**TO DO**:
**a)** Answer these from the Phantom of the Megaplex write-up:
(i) Who wrote the movie?
(ii) What does the Phantom of the Megaplex wear?
(iii) Which actor played Karen?
**b)** Transcribe everything in the Phantom of the Megaplex write-up from "Phantom of the Megaplex is" down to "little brother Brian.".

:: QUOTED PASSAGE

Phantom of the Megaplex (2000)

Phantom of the Megaplex (2000)

Phantom of the Megaplex is one of those Disney Channel Original Movies that will always stir up excitement. Three siblings in a movie theater try to figure out who’s responsible for all the spooky glitches throughout the building. Like the Phantom of the Opera, the Phantom of the Megaplex wears a black cloak and disguises himself with a mask. This DCOM was written by Stu Krieger (our fave) and directed by Blair Treu (who also directed The Paper Brigade and Wish Upon a Star). The three principal characters were nominated for Young Artist awards: Taylor Handley as eldest brother Pete Riley, Caitlin Wachs as his sister Karen, and Jacob Smith as little brother Brian.

::::
:: DATASET EXTRACT

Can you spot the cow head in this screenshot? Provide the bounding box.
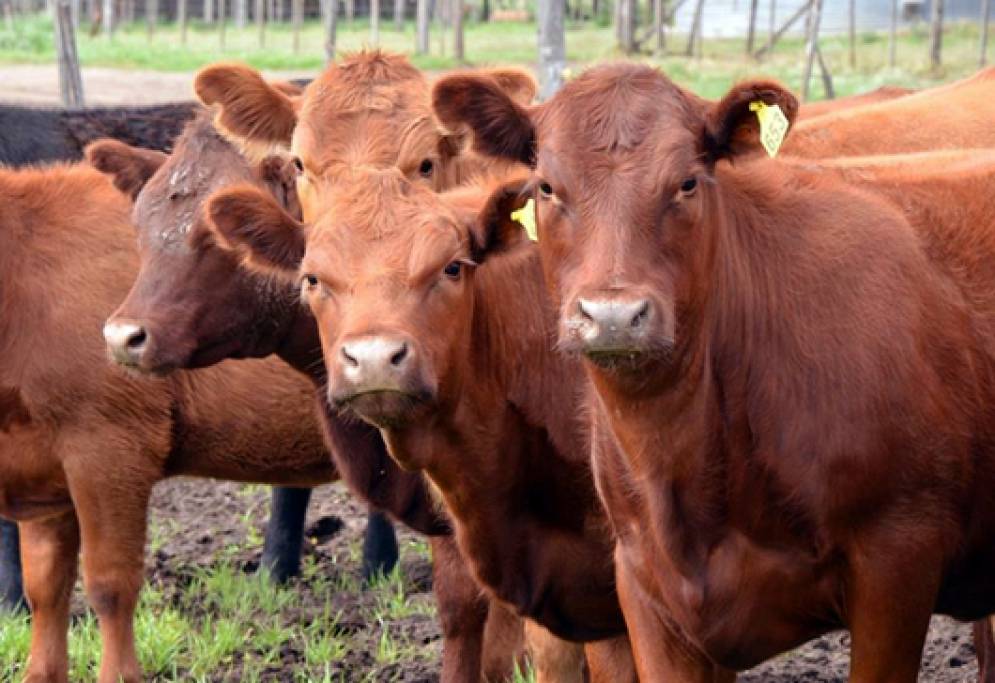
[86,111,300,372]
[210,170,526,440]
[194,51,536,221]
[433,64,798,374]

::::
:: DATASET EXTRACT

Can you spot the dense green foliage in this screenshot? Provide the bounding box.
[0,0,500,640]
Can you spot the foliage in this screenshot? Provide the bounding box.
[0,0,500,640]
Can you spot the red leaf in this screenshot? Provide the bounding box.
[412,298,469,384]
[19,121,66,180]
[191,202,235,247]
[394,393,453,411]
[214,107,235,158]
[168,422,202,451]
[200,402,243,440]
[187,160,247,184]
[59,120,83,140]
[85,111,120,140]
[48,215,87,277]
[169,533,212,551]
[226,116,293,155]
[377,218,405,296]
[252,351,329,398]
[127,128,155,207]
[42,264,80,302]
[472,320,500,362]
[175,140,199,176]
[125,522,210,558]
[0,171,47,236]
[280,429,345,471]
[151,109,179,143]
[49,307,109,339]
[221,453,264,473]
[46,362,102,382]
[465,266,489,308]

::::
:: DATASET EXTRACT

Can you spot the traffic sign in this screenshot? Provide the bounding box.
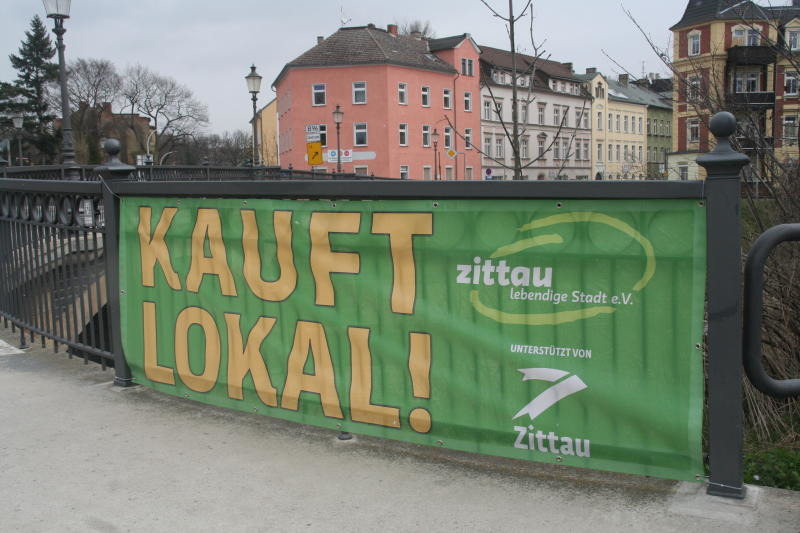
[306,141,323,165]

::::

**IN RESPONSE**:
**a)**
(i) Stu Krieger
(ii) A black cloak and a mask
(iii) Caitlin Wachs

**b)**
Phantom of the Megaplex is one of those Disney Channel Original Movies that will always stir up excitement. Three siblings in a movie theater try to figure out who’s responsible for all the spooky glitches throughout the building. Like the Phantom of the Opera, the Phantom of the Megaplex wears a black cloak and disguises himself with a mask. This DCOM was written by Stu Krieger (our fave) and directed by Blair Treu (who also directed The Paper Brigade and Wish Upon a Star). The three principal characters were nominated for Young Artist awards: Taylor Handley as eldest brother Pete Riley, Caitlin Wachs as his sister Karen, and Jacob Smith as little brother Brian.